Give the lines starting at the one containing "Expected: one pin per instance of the long" and ending at the last line of the entries as a Markdown table with columns Row and Line. Leave out any blank lines.

Dataset entries on object locations
Start
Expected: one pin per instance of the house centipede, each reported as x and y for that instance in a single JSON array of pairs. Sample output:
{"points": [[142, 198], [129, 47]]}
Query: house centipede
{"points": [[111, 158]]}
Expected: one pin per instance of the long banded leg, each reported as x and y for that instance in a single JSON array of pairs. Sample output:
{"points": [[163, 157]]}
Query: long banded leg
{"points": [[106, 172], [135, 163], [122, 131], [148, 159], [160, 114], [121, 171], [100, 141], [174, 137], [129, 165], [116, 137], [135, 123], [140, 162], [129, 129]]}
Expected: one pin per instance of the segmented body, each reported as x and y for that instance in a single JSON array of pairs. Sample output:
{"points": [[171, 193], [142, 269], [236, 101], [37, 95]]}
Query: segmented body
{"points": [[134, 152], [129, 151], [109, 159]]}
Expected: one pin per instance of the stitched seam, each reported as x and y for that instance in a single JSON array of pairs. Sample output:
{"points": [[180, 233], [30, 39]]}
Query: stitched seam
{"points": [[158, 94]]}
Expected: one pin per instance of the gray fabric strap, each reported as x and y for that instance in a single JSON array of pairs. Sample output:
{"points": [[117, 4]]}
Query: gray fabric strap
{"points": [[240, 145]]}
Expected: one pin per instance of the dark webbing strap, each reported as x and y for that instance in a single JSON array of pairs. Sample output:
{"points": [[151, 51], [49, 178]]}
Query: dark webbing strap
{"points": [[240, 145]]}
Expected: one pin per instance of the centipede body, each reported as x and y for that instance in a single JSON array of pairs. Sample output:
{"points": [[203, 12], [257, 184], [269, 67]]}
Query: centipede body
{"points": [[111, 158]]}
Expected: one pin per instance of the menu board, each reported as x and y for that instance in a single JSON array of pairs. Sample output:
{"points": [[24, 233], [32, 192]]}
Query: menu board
End
→ **CORRECT OUTPUT**
| Row | Line |
|---|---|
| 1 | Expected: one pin per instance of the long banded leg, each reported as x and y for that instance in a single JSON array of pairs. Sample output: |
| 2 | {"points": [[163, 157]]} |
| 3 | Query: long banded leg |
| 4 | {"points": [[106, 172], [135, 163], [122, 131], [148, 159], [160, 114], [121, 171], [100, 141], [174, 137], [129, 165], [116, 137], [135, 123], [140, 162], [129, 129]]} |
| 5 | Expected: one pin per instance of the segmented body, each reported as x and y for that instance in a single JSON array of pairs. Sample output: |
| 6 | {"points": [[171, 193], [142, 269], [236, 101], [37, 95]]} |
| 7 | Query: segmented body |
| 8 | {"points": [[134, 152], [129, 151], [109, 159]]} |
| 9 | Expected: one pin per instance of the stitched seam, each reported as x and y for that instance in a single JSON array of pairs. Sample output: |
| 10 | {"points": [[180, 233], [30, 39]]} |
| 11 | Query: stitched seam |
| 12 | {"points": [[158, 94]]} |
| 13 | Expected: one pin per instance of the gray fabric strap, each reported as x and y for that instance in a single JSON array of pairs. Sample output: |
| 14 | {"points": [[117, 4]]} |
| 15 | Query: gray fabric strap |
| 16 | {"points": [[240, 145]]} |
| 17 | Expected: one pin per instance of the dark webbing strap, each reported as x and y for that instance in a single JSON array of pairs. Sample output: |
| 18 | {"points": [[151, 51], [49, 178]]} |
| 19 | Query: dark webbing strap |
| 20 | {"points": [[240, 145]]} |
| 21 | Expected: one pin per instance of the centipede body, each reported as x and y for that instance in a single JSON array of pairs. Sample output: |
| 22 | {"points": [[203, 12], [257, 184], [269, 67]]} |
| 23 | Query: centipede body |
| 24 | {"points": [[111, 158]]} |
| 25 | Expected: one pin per instance of the menu board, each reported as x and y for that instance in a single JSON array of pairs. Sample output: |
| 26 | {"points": [[24, 233], [32, 192]]} |
| 27 | Query: menu board |